SET TASK A
Answer these questions using the vortex tube passage below, one answer per line:
(i) In what year did George Ranque come across the vortex tube effect?
(ii) Which German physicist published a paper on the device in 1945?
(iii) According to the passage, at about how many rpm does the air spin in the generator?

───── PASSAGE TO READ

What is a vortex tube and how does it work? A vortex tube is a device used to separate compressed air into a cold and hot stream of air; but the main question that many people have theorized is how does this device work.

In 1928 George Ranque, a French physics student stumbled upon this phenomenon on accident while he was performing experiments on a vortex type pump. During the experiment George noticed that hot air was being exhausted from one side and the other side was producing cold air. Eventually the device was forgotten about until 1945 when the German physicist, Rudolph Hilsch published a paper describing the device, eventually causing it to gain popularity and find applications in the industrial world.

EXAIR’s Vortex Tube uses compressed air as the supply and contains no moving parts to create a cold and hot stream of air from either end of the device. Using the valve located on the hot stream the vortex tube can achieve temperatures as low as -50°F (-46°C) and temperatures as high as 260°F (127°C).

The diagram bellow is one of the widely accepted explanations for the vortex tube phenomenon.

When the vortex tube is supplied with compressed air the air flow is directed into the generator that causes spin into a spiraling vortex at around 1,000,000 rpm. This spinning vortex flows down the neck of the hot tube denoted in the diagram as red. The control valve located on the end of the hot tube allows a fraction of the hot air to escape and what does not escape reverses direction and travels back down the tube in a second vortex denoted in blue. Inside of the low-pressure area of the larger outer warm air vortex, the inner vortex loses heat as it flows back to the front of the vortex and as it exits the vortex expels cold air.

──────────
───── INFORMATION PROVIDED

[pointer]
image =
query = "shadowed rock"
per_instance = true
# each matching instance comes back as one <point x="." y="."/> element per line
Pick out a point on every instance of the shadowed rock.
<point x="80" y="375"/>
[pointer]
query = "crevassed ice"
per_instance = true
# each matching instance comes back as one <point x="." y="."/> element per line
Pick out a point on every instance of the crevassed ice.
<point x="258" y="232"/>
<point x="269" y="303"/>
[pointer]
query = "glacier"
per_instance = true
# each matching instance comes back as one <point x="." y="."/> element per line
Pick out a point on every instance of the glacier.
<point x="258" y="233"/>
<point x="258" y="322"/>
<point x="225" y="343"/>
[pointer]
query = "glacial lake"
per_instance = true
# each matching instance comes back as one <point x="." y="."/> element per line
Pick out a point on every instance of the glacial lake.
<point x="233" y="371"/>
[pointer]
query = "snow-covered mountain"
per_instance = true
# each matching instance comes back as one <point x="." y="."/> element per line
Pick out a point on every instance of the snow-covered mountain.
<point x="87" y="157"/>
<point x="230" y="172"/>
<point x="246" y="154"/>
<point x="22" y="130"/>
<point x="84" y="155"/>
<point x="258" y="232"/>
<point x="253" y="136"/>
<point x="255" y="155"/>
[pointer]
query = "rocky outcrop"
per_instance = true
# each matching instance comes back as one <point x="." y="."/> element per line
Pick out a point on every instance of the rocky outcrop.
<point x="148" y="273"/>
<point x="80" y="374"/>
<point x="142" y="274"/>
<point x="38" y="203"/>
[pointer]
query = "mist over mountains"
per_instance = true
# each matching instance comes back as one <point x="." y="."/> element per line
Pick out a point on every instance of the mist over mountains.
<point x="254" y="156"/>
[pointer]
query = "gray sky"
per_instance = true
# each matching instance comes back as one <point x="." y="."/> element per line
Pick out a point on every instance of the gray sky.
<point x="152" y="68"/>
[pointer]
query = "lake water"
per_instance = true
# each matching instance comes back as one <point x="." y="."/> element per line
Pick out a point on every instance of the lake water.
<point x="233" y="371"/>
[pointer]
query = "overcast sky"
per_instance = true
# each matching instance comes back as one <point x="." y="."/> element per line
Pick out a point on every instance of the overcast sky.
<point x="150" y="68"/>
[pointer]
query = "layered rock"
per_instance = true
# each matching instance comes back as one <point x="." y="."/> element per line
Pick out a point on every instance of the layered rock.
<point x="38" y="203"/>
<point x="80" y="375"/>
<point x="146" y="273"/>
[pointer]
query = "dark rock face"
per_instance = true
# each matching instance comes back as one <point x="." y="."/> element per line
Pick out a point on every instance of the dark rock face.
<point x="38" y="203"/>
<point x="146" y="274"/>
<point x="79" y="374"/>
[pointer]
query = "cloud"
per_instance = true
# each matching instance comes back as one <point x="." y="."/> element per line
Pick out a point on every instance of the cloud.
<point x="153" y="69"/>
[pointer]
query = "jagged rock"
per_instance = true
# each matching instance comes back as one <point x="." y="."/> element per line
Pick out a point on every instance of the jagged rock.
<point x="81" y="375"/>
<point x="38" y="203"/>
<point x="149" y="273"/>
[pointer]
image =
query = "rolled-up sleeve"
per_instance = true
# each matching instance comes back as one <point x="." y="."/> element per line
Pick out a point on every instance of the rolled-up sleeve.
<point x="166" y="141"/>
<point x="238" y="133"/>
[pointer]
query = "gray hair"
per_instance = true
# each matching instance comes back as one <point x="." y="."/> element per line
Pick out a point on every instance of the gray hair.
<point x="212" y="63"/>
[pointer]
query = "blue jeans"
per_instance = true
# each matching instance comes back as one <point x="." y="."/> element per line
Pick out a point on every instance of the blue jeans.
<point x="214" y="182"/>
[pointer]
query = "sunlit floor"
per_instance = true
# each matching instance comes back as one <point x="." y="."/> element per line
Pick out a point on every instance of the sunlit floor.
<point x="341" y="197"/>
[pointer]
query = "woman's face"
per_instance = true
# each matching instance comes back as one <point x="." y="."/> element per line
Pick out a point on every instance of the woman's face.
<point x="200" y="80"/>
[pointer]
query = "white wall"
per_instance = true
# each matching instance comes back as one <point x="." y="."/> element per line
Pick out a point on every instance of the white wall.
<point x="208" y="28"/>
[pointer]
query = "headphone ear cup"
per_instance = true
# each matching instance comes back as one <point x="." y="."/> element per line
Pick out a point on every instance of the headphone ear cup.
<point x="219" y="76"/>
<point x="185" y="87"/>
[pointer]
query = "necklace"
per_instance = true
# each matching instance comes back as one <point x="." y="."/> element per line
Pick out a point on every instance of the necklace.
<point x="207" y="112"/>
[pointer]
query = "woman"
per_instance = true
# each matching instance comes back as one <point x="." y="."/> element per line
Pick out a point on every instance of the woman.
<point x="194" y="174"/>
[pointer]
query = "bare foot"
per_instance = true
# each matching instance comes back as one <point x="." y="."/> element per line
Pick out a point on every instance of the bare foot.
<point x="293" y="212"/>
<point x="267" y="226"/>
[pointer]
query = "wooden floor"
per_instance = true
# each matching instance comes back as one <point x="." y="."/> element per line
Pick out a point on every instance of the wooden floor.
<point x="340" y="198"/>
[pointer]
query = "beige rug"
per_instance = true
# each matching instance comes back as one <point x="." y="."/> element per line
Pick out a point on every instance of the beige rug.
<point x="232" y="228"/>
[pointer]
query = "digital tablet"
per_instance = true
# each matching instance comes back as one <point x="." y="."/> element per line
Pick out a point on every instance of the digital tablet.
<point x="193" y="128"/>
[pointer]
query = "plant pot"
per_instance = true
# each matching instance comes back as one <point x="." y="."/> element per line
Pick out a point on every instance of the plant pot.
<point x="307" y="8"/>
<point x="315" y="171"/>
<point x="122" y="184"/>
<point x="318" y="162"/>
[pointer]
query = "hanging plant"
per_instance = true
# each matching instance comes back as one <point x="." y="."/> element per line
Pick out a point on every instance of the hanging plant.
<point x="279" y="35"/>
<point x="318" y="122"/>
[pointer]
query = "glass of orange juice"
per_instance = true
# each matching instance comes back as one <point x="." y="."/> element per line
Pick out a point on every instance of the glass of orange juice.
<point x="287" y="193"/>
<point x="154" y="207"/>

──────────
───── INFORMATION PROVIDED

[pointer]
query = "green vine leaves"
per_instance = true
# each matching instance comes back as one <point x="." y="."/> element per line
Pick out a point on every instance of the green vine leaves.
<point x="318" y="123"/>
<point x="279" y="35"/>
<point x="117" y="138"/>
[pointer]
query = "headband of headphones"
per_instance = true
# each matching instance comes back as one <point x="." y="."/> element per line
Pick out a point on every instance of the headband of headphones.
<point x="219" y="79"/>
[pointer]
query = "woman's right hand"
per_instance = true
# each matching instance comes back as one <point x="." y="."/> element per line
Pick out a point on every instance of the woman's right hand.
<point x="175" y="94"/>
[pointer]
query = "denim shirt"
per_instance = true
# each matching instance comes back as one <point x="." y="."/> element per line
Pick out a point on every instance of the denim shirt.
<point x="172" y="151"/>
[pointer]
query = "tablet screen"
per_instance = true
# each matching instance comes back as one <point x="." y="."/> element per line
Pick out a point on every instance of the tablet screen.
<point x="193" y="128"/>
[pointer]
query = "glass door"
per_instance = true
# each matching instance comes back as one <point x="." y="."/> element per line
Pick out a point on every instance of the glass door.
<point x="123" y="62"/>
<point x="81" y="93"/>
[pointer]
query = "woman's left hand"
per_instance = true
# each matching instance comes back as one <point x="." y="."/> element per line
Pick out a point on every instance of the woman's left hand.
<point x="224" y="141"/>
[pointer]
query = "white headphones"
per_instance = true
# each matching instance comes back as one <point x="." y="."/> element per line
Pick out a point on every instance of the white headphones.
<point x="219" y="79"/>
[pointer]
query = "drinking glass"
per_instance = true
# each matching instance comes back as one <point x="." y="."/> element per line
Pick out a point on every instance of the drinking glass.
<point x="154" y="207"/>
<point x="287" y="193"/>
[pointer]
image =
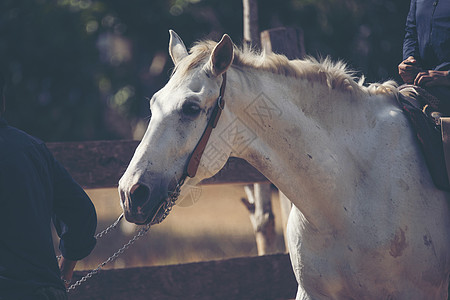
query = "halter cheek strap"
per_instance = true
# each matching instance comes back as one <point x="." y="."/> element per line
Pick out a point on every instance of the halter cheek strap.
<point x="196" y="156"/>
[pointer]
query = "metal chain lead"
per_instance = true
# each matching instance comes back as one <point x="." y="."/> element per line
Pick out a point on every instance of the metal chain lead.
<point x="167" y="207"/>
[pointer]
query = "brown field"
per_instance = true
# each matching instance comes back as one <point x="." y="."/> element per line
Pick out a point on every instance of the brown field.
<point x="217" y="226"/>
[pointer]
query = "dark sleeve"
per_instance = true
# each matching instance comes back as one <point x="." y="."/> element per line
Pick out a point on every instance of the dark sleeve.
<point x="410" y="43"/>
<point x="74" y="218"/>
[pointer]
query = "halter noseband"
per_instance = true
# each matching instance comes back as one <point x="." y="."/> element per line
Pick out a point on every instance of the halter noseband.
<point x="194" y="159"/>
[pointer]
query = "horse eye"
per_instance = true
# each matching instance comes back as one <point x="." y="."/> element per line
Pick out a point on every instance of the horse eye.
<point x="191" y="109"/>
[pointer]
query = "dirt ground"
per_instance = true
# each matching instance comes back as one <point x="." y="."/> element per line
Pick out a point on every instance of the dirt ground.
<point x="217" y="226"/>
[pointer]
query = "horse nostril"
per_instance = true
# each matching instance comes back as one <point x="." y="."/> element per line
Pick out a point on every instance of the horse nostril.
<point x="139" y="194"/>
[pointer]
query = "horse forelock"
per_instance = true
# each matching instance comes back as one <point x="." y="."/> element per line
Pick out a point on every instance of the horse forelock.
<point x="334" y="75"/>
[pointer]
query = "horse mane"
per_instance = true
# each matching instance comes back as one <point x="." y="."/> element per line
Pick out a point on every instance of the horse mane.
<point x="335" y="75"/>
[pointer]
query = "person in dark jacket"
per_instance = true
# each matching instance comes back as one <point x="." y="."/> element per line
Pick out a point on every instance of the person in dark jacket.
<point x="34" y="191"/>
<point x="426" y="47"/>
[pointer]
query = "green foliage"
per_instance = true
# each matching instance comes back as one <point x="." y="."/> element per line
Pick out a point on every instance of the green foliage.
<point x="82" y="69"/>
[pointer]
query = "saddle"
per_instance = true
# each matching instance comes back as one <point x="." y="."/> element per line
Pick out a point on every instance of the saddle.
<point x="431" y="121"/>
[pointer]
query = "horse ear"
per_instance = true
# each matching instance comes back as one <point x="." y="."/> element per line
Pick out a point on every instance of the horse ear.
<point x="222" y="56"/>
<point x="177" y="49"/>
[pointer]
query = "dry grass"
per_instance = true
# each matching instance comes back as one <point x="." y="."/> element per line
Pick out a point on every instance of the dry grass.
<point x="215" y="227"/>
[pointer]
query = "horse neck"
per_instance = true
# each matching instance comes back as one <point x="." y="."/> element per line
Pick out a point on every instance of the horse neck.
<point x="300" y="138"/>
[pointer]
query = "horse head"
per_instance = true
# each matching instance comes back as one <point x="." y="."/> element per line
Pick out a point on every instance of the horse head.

──────────

SET TASK B
Pull out every line of the records above that contains the word "lake".

EXERCISE OUTPUT A
(i) 1928
(ii) Rudolph Hilsch
(iii) Around 1,000,000 rpm

EXERCISE OUTPUT B
query = "glacial lake"
Pick out a point on every instance of the glacial lake.
query = "lake water"
Pick out a point on every instance of the lake water.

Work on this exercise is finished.